# THE TASK
Each entry below is to be extracted exactly.

# PROVIDED RECORDS
===
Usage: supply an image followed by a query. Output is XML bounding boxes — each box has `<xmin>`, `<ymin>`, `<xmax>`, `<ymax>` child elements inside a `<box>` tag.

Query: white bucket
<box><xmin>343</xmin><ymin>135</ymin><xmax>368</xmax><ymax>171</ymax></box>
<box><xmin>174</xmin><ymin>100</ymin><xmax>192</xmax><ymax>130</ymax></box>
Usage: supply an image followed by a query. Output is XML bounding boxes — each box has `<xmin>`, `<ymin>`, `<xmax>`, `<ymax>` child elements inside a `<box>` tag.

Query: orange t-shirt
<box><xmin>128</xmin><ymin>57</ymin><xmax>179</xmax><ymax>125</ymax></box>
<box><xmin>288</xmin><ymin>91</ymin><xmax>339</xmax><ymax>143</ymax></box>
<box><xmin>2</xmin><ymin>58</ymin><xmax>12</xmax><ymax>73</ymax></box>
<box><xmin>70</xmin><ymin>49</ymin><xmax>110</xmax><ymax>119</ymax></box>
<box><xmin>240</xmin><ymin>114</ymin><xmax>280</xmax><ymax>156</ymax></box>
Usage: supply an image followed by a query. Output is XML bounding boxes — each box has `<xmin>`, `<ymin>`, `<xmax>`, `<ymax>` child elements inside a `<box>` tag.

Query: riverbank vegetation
===
# COMPLETED TASK
Usage: supply an image followed by a query. Output is XML bounding boxes — each box has `<xmin>`, `<ymin>`, `<xmax>`, `<ymax>` child elements inside a `<box>` tag.

Query: white bucket
<box><xmin>343</xmin><ymin>135</ymin><xmax>368</xmax><ymax>171</ymax></box>
<box><xmin>174</xmin><ymin>100</ymin><xmax>192</xmax><ymax>130</ymax></box>
Usage: supply an image followed by a query. Output is XML bounding boxes — each box has `<xmin>`, `<ymin>`, `<xmax>`, `<ymax>` child elements inside a `<box>` tag.

Query: orange t-shirt
<box><xmin>128</xmin><ymin>57</ymin><xmax>179</xmax><ymax>125</ymax></box>
<box><xmin>288</xmin><ymin>91</ymin><xmax>339</xmax><ymax>143</ymax></box>
<box><xmin>2</xmin><ymin>58</ymin><xmax>12</xmax><ymax>73</ymax></box>
<box><xmin>70</xmin><ymin>49</ymin><xmax>110</xmax><ymax>119</ymax></box>
<box><xmin>240</xmin><ymin>114</ymin><xmax>280</xmax><ymax>156</ymax></box>
Usage: supply an image followed by a query. Output is XML bounding boxes — each box has `<xmin>`, `<ymin>`, `<xmax>`, `<ymax>` child elements inside a `<box>` tag.

Query: riverbank vegetation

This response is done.